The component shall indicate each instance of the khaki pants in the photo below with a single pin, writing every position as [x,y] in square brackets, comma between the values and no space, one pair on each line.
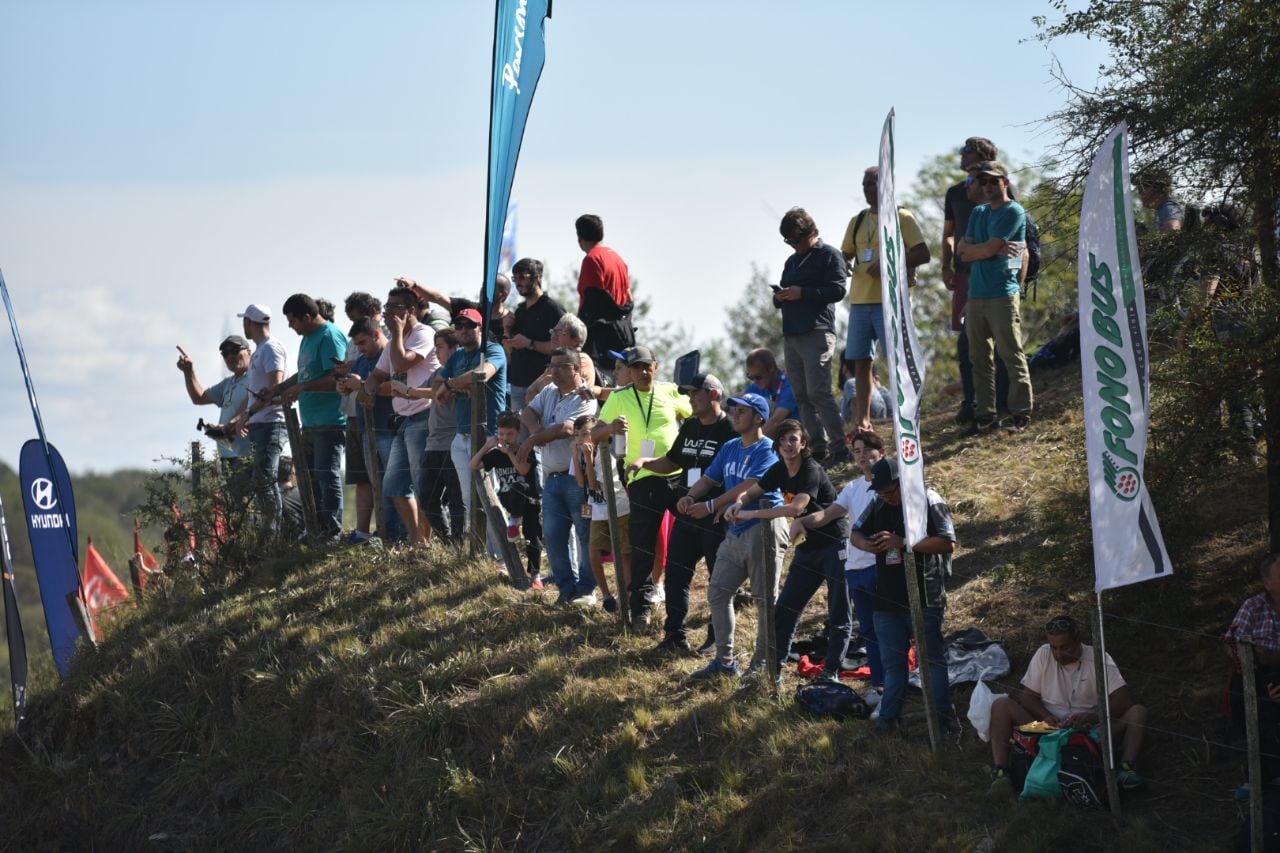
[997,324]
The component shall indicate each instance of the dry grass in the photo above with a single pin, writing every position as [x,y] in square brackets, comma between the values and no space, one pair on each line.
[392,702]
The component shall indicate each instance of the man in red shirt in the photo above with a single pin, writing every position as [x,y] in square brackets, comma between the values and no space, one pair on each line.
[604,295]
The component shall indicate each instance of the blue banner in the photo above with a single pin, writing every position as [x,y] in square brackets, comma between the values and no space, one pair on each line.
[46,495]
[519,51]
[13,626]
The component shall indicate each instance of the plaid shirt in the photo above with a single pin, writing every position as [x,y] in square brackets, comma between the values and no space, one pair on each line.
[1256,619]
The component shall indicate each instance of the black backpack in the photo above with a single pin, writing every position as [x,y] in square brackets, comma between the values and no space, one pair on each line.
[831,699]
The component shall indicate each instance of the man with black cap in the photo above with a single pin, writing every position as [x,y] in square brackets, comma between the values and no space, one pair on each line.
[227,395]
[881,530]
[691,539]
[261,416]
[993,246]
[647,414]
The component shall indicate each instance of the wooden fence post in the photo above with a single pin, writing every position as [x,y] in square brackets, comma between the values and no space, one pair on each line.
[611,501]
[373,465]
[922,649]
[302,470]
[1100,676]
[1255,744]
[479,420]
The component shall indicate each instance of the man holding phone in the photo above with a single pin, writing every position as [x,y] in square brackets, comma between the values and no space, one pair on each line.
[323,350]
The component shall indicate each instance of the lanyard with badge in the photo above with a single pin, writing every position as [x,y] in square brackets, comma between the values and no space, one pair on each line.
[648,446]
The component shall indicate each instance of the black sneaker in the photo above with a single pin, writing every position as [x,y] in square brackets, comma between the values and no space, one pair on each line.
[981,427]
[1015,423]
[675,644]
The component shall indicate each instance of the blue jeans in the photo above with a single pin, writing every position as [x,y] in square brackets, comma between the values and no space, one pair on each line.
[383,441]
[894,629]
[406,456]
[562,510]
[268,443]
[809,570]
[865,327]
[323,447]
[862,591]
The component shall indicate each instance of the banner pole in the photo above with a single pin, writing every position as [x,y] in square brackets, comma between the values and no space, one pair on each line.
[922,649]
[611,501]
[1100,673]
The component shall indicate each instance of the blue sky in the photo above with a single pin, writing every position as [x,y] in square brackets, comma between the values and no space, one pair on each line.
[165,163]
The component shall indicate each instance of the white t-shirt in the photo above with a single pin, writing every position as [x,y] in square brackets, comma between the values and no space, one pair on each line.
[1068,689]
[268,357]
[420,340]
[855,498]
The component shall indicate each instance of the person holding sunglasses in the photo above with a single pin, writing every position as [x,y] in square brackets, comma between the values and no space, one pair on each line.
[995,246]
[881,530]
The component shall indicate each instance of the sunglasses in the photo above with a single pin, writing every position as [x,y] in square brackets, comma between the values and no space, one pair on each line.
[1060,625]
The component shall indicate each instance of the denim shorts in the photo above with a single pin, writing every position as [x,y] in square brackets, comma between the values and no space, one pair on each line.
[865,327]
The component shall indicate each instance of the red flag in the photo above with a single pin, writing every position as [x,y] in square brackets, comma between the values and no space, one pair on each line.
[103,588]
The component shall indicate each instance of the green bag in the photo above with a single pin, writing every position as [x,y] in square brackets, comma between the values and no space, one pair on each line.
[1042,778]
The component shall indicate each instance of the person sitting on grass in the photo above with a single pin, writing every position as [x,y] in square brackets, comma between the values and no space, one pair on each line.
[1061,689]
[809,500]
[519,489]
[590,477]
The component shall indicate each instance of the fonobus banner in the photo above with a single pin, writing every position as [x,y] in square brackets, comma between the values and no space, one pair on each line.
[46,495]
[519,51]
[13,626]
[906,364]
[1127,542]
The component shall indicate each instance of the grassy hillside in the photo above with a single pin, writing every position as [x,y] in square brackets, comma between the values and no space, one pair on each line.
[389,702]
[104,510]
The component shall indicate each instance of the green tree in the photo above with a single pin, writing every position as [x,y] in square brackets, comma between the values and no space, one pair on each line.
[1197,83]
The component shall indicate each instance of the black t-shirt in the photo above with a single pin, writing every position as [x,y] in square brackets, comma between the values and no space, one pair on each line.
[535,323]
[515,489]
[931,570]
[694,448]
[812,480]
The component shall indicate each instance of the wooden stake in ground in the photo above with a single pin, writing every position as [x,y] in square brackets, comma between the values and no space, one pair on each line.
[611,500]
[479,418]
[1100,676]
[1255,744]
[197,459]
[767,597]
[302,470]
[373,465]
[497,519]
[922,649]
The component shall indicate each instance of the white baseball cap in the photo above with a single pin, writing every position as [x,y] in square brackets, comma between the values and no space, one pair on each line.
[256,314]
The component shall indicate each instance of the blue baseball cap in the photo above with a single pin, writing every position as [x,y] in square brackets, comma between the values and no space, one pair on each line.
[753,401]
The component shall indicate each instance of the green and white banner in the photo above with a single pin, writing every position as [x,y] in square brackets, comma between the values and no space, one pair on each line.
[905,359]
[1128,547]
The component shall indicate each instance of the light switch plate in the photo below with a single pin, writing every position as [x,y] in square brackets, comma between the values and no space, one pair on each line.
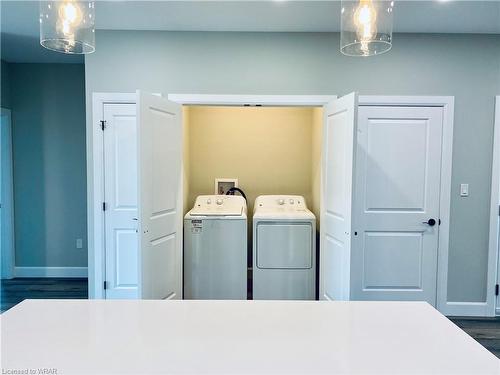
[464,190]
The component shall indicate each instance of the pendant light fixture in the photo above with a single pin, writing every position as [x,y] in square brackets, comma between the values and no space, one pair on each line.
[68,26]
[366,27]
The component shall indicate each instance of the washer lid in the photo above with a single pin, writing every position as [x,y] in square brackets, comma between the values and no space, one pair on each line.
[219,205]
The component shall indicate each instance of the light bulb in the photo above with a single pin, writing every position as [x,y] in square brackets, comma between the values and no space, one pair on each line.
[70,16]
[365,21]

Problem to work on: Copy every entry word for word, but omit the pictures.

Task answer:
The component shall indicate each instance of the khaki pants in the photo below with a single pin, writing every position as [x,y] in square brackets, comma between the values and no space, one pair on each line.
[997,324]
The component shall indicate each instance of the dry grass in the photo above with a single pin, writing every position as [x,y] in square brackets, comma between the values and no space, one pair on each line.
[392,702]
The component shall indicate each instance of the man in red shirt in the photo above with a single pin, writing every position as [x,y] in square brackets, comma between the values and no space, one pair on each line.
[604,295]
The component shall indicate each instance of the blue banner in the photo above with a single pin, writing every position as [x,y] in square brackets, comma between the values and no space, one pair on each line.
[46,495]
[519,51]
[13,626]
The component shall indicate each instance of the plaid shirt in the photo above with a single pin, writing every position as [x,y] in square brackets, comma between the values and no space, one pair on each line.
[1256,619]
The component shall indicate each instance of the black backpack in the photo above with a single pin, writing every position as [x,y] in square brackets, comma between the values and no space, one pair on each line.
[831,699]
The component shall indicate each instance of the man with black cap in the photo above with a single pin, writing every position as [x,y] in square brackets, comma between the values and no space, one pair on each line.
[227,395]
[881,530]
[691,539]
[261,416]
[993,246]
[647,414]
The component shall indicate each instance of the wooden fence post in the photo above with a single pin, writing every position as [x,y] in square brackets, comma between the values and no space, one pair on each line.
[611,501]
[373,465]
[922,649]
[302,470]
[1100,676]
[1255,744]
[479,420]
The component shall indicate each instance of the man holding phone in the photo above with a single pin, writing every position as [x,y] in square brackets, comma between the values and no space, one pair on each line.
[323,350]
The component shall indicate each instance of the lanyard with badge in the photo above with a single pin, writing every position as [x,y] in square brackets, comma between the values and no space, one pair on each line.
[648,446]
The component shall indicate each instance of the black sneaker in the photo above with a single pin, writing every position as [x,y] in square brackets, comma between the values and no space, one pair on each line.
[981,427]
[1015,423]
[675,644]
The component shall indicate each instance of the blue jeans in the photo above with a single pin, writing every position as [x,y] in square brackets, comma between the values and no space, one pair on each line.
[383,441]
[894,629]
[406,456]
[562,510]
[268,443]
[809,570]
[865,327]
[323,447]
[862,591]
The component shall indicate each instance of the banner pole in the photo above with a single pin, writing every position as [x,y] in square brackets, comma between the values and no space, one pair on each line.
[922,649]
[611,501]
[1100,673]
The component shall indicate each instance of the blue sky in the photo above with a single pin, writing every position as [x,y] in square brackets, comma between the values and no space, one pair on each line.
[165,163]
The component shall indicate each instance of the white t-shirt in the photo above with a single pin, writing every position as [x,y] in square brackets, comma between the values and no space, one pair on each line.
[1068,689]
[268,357]
[420,340]
[855,498]
The component shall indicate each instance of the person holding sunglasses in the photo above with a single pin, writing every position as [x,y] in square brackets, comma between the values and no space, one pair on each line.
[995,246]
[881,530]
The component shall indicate each instance of the sunglasses in the photo above with a single pin, writing every position as [x,y] in square brackets, comma between the values and no space, one pair on each line.
[1060,625]
The component shall indicate each instance of the denim shorts in the photo above with a single pin, writing every position as [x,y] in square brackets, comma between the values and no space, one pair on each line.
[865,327]
The component shall indicate each instance of the red flag in the photo above with a single pin, writing every position as [x,y] in square brackets, comma between the values and no space, one pair on each line.
[103,588]
The component shall indicate each instance of the green bag in the photo above with a single pin, writing every position as [x,y] in square brackets, comma between the values and no space, one pair on each line.
[1042,778]
The component shall indicate each instance of the person sitting on grass in the photo above with a single pin, writing every position as [x,y] in square brackets, comma between the values and no space, one pair on each line.
[1061,689]
[809,500]
[519,489]
[590,477]
The component shall indicate each instance of the fonobus banner in the photo above with a single pin, writing every position as [x,y] in square brackets, comma between the values and no space, one pair on each line.
[46,495]
[519,51]
[13,626]
[906,364]
[1127,542]
The component shall indicate each instance of the grassy hillside in the photo above with a single pin, writing every position as [x,y] in square brackets, comma between the values and no space, one pair on each line.
[389,702]
[104,510]
The component shall indicate each instance of the green tree in the photo above with a single pin, writing every position as [x,y] in square brackets, comma between the values and no space, one pair on each line.
[1197,83]
The component shall indicate each instance of the black t-shirt in the photo above with a single pin, writing every position as [x,y] in square brackets, comma between the values and no space, one pair on each line.
[535,323]
[515,489]
[931,570]
[694,448]
[812,480]
The component shall indicate each instance of the wooden stake in ground in the photo above with a single pin, writing every position as [x,y] in square brackets, comma between the values and no space, one pair on each line.
[611,500]
[479,418]
[1100,676]
[1255,744]
[197,459]
[767,597]
[302,470]
[373,465]
[497,519]
[922,649]
The component shall indicate each instance of the white baseball cap in the photo above with a single pin, writing every position as [x,y] in square brackets, comma between the values and no space, one pair on each line.
[256,314]
The component shall indicate each instance of the blue baseball cap in the photo above with a single pin, writing every position as [x,y] in square brackets, comma between the values and no space, one pair on each line.
[753,401]
The component shall indicate each instance of the green and white banner in the photo above with a single pin, writing every position as [x,y] in square brackets, comma between the values and no space, one pair on each line.
[905,359]
[1128,547]
The component shall indicate each instance of the light switch plate in the photo below with a single pin, writing every position as [x,y] in square brackets, comma between the values and no space, one pair on each line.
[464,190]
The component shall indicate each instance of the pendant light fixture in the photo above with a single pin, writing every position as [x,y] in square brackets, comma between the values and no space, one pair on each line.
[68,26]
[366,27]
The component shall indicate each instance of the washer lid in the photo above with a single pin, writing every position as [x,y] in square brackets, comma between the values and no space, one pair on each line.
[219,205]
The component shall indicate each instance of the light bulb in the photo above with a single pin, writing every position as [x,y] in square brackets, comma between the values and no space, one pair on each line.
[70,16]
[365,21]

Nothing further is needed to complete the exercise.